Give every entry again, unchanged, and leave its images out.

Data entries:
· · · · ·

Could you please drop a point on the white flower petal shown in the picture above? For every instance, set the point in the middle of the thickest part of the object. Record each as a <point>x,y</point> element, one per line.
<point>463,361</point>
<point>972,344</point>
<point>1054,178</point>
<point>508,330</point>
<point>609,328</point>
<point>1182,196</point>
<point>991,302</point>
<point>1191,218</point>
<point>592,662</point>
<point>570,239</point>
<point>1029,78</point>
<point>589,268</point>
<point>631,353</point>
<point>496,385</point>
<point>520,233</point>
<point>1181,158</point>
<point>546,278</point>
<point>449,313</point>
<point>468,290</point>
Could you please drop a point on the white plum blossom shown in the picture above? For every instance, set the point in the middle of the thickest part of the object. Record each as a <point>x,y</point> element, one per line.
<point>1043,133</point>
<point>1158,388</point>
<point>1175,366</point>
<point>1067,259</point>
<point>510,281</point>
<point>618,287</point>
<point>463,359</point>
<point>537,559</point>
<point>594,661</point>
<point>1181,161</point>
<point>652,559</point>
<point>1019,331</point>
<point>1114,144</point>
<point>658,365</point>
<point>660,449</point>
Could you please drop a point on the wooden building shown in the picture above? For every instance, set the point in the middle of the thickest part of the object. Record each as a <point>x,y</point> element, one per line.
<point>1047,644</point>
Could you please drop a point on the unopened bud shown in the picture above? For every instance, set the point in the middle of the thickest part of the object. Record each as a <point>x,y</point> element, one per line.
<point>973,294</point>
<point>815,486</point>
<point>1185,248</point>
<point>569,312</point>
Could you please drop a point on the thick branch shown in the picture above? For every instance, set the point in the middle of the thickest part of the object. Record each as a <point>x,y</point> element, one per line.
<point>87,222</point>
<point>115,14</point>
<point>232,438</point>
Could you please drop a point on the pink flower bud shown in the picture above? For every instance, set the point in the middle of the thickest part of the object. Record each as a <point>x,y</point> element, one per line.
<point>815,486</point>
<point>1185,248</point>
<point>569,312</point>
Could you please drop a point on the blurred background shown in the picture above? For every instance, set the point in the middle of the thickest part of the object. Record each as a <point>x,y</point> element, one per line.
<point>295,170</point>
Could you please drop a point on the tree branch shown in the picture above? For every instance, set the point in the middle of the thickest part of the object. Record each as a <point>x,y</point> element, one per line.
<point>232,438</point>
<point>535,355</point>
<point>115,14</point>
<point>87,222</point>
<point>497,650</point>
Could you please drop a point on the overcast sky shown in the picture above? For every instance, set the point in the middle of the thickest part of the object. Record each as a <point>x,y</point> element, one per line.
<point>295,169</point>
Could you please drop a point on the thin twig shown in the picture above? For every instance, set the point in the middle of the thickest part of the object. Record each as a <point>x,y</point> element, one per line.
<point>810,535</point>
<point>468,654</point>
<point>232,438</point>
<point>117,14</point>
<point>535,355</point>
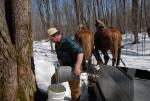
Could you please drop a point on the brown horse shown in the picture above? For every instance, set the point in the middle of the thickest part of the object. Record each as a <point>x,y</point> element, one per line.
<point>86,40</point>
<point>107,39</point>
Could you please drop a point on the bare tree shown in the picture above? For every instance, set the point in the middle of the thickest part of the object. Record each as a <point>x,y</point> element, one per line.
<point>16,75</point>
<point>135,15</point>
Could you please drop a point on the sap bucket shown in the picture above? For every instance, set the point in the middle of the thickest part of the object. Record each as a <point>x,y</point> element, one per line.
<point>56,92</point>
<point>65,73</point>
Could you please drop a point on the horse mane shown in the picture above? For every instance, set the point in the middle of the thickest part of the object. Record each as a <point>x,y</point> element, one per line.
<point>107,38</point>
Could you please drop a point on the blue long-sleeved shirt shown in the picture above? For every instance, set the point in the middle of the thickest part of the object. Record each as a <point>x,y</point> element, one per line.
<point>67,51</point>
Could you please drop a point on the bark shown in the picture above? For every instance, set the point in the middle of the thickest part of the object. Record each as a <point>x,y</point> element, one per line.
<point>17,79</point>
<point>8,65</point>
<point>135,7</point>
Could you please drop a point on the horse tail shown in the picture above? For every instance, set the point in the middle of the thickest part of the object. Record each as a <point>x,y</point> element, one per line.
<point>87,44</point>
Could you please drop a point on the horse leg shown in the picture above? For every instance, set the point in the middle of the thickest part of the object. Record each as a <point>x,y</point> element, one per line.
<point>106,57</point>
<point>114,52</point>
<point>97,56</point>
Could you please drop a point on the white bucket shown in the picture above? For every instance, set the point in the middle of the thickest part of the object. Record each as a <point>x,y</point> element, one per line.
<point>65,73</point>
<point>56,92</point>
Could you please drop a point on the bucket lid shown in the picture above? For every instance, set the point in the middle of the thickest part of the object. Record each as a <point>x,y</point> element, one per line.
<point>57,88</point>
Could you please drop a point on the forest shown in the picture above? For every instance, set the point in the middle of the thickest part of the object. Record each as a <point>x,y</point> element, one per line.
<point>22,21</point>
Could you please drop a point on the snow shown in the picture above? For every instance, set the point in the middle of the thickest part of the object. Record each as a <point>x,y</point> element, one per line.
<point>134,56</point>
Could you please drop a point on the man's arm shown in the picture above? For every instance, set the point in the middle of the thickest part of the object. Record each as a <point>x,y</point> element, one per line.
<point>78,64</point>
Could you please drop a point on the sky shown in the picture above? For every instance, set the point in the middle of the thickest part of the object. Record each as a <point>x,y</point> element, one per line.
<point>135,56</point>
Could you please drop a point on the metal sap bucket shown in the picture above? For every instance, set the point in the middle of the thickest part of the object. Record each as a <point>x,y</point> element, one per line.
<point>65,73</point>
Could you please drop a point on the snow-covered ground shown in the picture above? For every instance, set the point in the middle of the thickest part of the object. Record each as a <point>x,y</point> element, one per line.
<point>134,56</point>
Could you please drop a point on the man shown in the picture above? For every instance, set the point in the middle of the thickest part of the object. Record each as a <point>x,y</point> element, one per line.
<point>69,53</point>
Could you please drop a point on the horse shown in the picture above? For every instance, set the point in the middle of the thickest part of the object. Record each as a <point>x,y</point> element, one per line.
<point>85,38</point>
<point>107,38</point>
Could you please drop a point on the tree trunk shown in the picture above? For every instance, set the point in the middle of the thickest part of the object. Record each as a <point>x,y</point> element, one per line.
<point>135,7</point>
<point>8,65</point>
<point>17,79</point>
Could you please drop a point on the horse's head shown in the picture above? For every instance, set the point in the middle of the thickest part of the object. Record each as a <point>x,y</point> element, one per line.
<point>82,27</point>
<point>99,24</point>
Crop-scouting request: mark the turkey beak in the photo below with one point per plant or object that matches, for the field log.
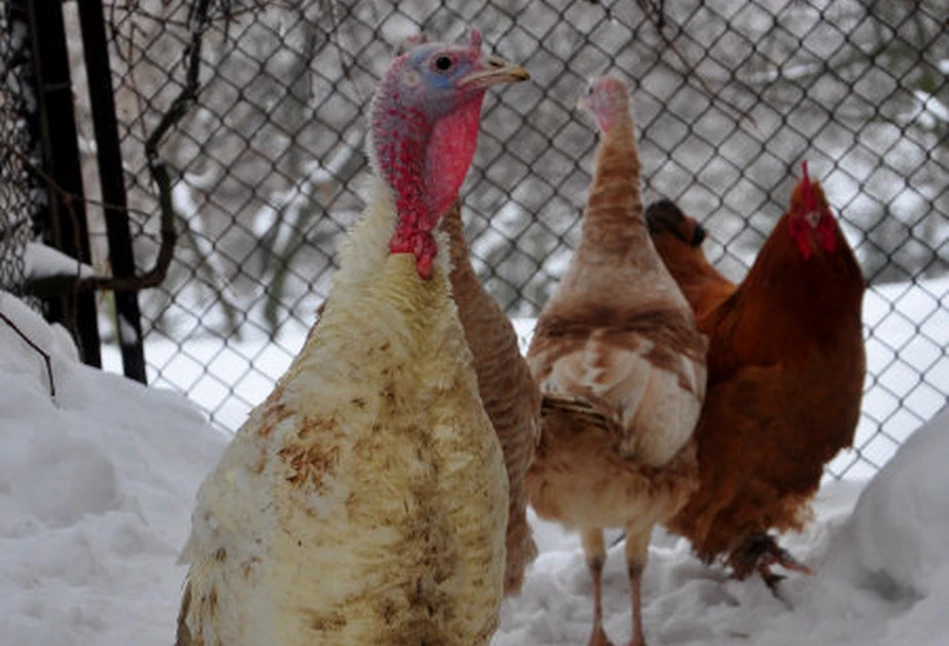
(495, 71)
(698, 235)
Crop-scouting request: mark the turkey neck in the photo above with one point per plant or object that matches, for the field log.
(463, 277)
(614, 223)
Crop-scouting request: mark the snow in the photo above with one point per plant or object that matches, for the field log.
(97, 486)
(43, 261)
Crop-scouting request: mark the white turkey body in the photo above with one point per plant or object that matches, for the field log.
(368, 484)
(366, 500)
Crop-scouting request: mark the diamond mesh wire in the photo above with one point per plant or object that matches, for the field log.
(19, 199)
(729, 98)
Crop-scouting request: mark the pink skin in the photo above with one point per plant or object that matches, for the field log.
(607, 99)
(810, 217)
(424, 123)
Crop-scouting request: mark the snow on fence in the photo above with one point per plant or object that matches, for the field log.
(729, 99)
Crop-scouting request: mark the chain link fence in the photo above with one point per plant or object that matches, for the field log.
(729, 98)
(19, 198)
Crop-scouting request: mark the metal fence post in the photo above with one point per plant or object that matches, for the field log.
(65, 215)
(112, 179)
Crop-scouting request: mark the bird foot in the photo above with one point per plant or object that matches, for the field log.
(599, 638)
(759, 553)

· · · · ·

§ Output below:
Could you please drop a point on the white flower petal shown in the picture above? For every instance, set the point in the middle of the thickest part of the object. Record each as a <point>x,y</point> element, one per line.
<point>463,361</point>
<point>972,344</point>
<point>1054,178</point>
<point>508,330</point>
<point>609,328</point>
<point>1182,196</point>
<point>991,302</point>
<point>1191,218</point>
<point>592,662</point>
<point>570,239</point>
<point>1029,78</point>
<point>589,268</point>
<point>631,353</point>
<point>496,385</point>
<point>520,233</point>
<point>1181,158</point>
<point>546,278</point>
<point>449,313</point>
<point>468,290</point>
Could you please drop a point on the white plum blossom shown in the picture above? For every instance, set the point in the middle of the thickest part of the object. Record each as a <point>x,y</point> element, one per line.
<point>1043,133</point>
<point>1158,388</point>
<point>1175,366</point>
<point>1067,259</point>
<point>510,281</point>
<point>618,287</point>
<point>463,359</point>
<point>537,559</point>
<point>594,661</point>
<point>1181,161</point>
<point>652,559</point>
<point>1019,331</point>
<point>1114,144</point>
<point>658,365</point>
<point>660,449</point>
Could you please drop a point on the wooden building shown in the picture above? For every instance, set the point in the middle of the thickest part of the object. Record each as a <point>x,y</point> element, one per line.
<point>1047,644</point>
Could you please drop a point on the unopened bud shown in the picture above? For every instance, set the point in the middle of the thickest part of the object. Record each as a <point>x,y</point> element, one per line.
<point>973,294</point>
<point>815,486</point>
<point>1185,248</point>
<point>569,312</point>
Could you please drop a point on the thick branch shown in the picture above? For every instance, set the point in the middle of the thickest part of the object. Record each as a <point>x,y</point> element, one per line.
<point>87,222</point>
<point>115,14</point>
<point>232,438</point>
Could you please drop a point on the pink flower bud shown in the picture above? For every instance, set the point in the middle of the thickest part of the object. Record each as a <point>x,y</point> element, one per line.
<point>815,486</point>
<point>1185,248</point>
<point>569,312</point>
Could you please drop a point on the blurred background shown in the picture above? For every instance, set the point in the middle of the thickest part of the object. Record each as a <point>x,y</point> element, one per line.
<point>295,170</point>
Could you please drop a point on the tree branch shown in the picture above? For every instance, set the point in the middle of the thickest part of the object. Record each as a <point>x,y</point> element, one per line.
<point>232,438</point>
<point>535,355</point>
<point>115,14</point>
<point>87,222</point>
<point>497,650</point>
Could you please drop a point on the overcast sky shown in the picture above? For every instance, set the point in the middle of the thickest part of the object. Record each as a <point>x,y</point> element, one per line.
<point>295,169</point>
Could you please drop a point on the thin twig shown in the picture above? For every instance, set the point in the middle of the thickest part of the object. Record each as a <point>x,y</point> element, one per line.
<point>810,535</point>
<point>468,654</point>
<point>232,438</point>
<point>117,14</point>
<point>535,355</point>
Could you please drop a point on the brown horse shown in the picture above? For every instance, set the point in the middle of the thickest part of the object. Record each as a <point>x,y</point> element, one per line.
<point>86,40</point>
<point>107,39</point>
Could you please drop a point on the bare tree shown in the picture above? For every instance, set the point in the middle of the thickest part of the object. Record each as a <point>x,y</point> element, one per line.
<point>16,75</point>
<point>135,15</point>
Could you please drop a point on the sap bucket shown in the picture above? For every instance, set the point in the middle of the thickest part of the object. Record each as a <point>x,y</point> element, one per line.
<point>56,92</point>
<point>65,73</point>
Could you please drop a point on the horse mane shown in the picture above? For every instance, set the point in the middle of the thickest part of the object. Record each as a <point>x,y</point> element, one per line.
<point>107,38</point>
Could you please drop a point on the blue long-sleeved shirt shown in the picture above? For every instance, set the point in the middle of the thickest part of the object. Record each as a <point>x,y</point> element, one per line.
<point>67,51</point>
Could you please drop a point on the bark shown in the picture above? For every instance, set the point in the middle of the thickest part of the object. Record each as a <point>x,y</point> element, one per line.
<point>17,79</point>
<point>8,65</point>
<point>135,7</point>
Could you please drop a point on the horse tail shown in the picture above? For every instance, set the point in the middle of the thickest part of the object. Record each as a <point>x,y</point> element, one per line.
<point>87,44</point>
Could you please drop a point on the horse leg shown in the picture above? For every instance, set the point in the middle of the thickest part of the object. Record each as a <point>x,y</point> element, one per line.
<point>106,57</point>
<point>114,52</point>
<point>97,56</point>
Could you please drop a point on the white bucket shown in the picture above? For every instance, set the point in the middle of the thickest part of the object. Record each as a <point>x,y</point> element, one per line.
<point>65,73</point>
<point>56,92</point>
Could you please drop a point on the bucket lid shown in the picture above? For every instance, set the point in the middle of the thickest part of the object. Record each as a <point>x,y</point> element, one per line.
<point>57,88</point>
Could you please drop a point on the forest shown in the picture above? For every instance, set the point in the middle of the thickest part of the object. Record each as a <point>x,y</point> element, one per line.
<point>22,21</point>
Could you please drop a point on the snow shown in the picture above? For every instance, set the point in the middle of the thickest part of the object. Record each as a <point>x,y</point> element, one per line.
<point>134,56</point>
Could you please drop a point on the man's arm shown in the picture above? For every instance, set the point in the middle of the thickest part of the object. Record each as a <point>x,y</point> element, one per line.
<point>78,64</point>
Could you please drop a point on the sky shown in the picture above? For every instance, set the point in the middle of the thickest part of the object. Record each as a <point>x,y</point> element, one per line.
<point>135,56</point>
Could you please drop a point on the metal sap bucket shown in the picture above? For every instance, set the point in the middle of the thickest part of the object. Record each as a <point>x,y</point> element, one per line.
<point>65,73</point>
Could you please drop a point on the snow-covered ground shown in the picture above? For every instance, set the point in the middle of the thickest part of the object. Record each as a <point>x,y</point> element, one per line.
<point>134,56</point>
Could you please drop a point on the man shown in the picture above? For every instance, set the point in the middle of the thickest part of the object. Record each as a <point>x,y</point> element, one per line.
<point>69,53</point>
Could you please drop a point on the horse shown in the picture above? For every instance, set the point in the middle of the thickest part of the object. Record each as a <point>x,y</point> element, one per line.
<point>85,38</point>
<point>107,38</point>
Could you please drop a point on the tree trunk shown in the picture above? For every instance, set the point in the middle of the thickest part of the object. Record each as a <point>x,y</point> element, one per line.
<point>135,7</point>
<point>8,65</point>
<point>17,79</point>
Could you please drop a point on the horse's head shown in the picture above? For every instance, set the point in the middle of the thickest part of the object. Record each as a <point>x,y</point> element, one per line.
<point>82,27</point>
<point>99,24</point>
Crop-scouting request: mark the turkey beak in the photo below with one point per plant or object that matches, for the field log.
(495, 71)
(698, 235)
Crop-scouting request: mark the turkey neck in the photo above with one point per plant or object that matches, for the field log.
(463, 277)
(614, 223)
Crop-scouting request: mark the snow in the photo above with one point per plant or object that matches, for the field log.
(97, 486)
(43, 261)
Crop-scouting request: mark the white turkey body in the photo above with one point per plant or object that matches, for the field log.
(368, 484)
(366, 500)
Crop-scouting request: mark the diamond mesh wire in the photo above with one point per plant or object that matches, for the field log.
(19, 199)
(729, 98)
Crop-scouting request: mark the pink skin in the photo above with one point per plant or object that matches, for the field log.
(607, 99)
(810, 217)
(424, 123)
Crop-scouting request: mark the snow on fence in the photo above with one point per plant or object that matches, for the field log.
(729, 99)
Crop-scouting request: mark the chain link fence in the photo above with one point per plant or object that matches, for the field log.
(729, 98)
(19, 198)
Crop-scouting request: mark the metal fence post in the photo above with one point per plant or object that matches, for the field log.
(65, 215)
(112, 179)
Crop-scouting request: mark the bird foot in the photo above with one point per plant or object that matches, for the field log.
(599, 638)
(759, 553)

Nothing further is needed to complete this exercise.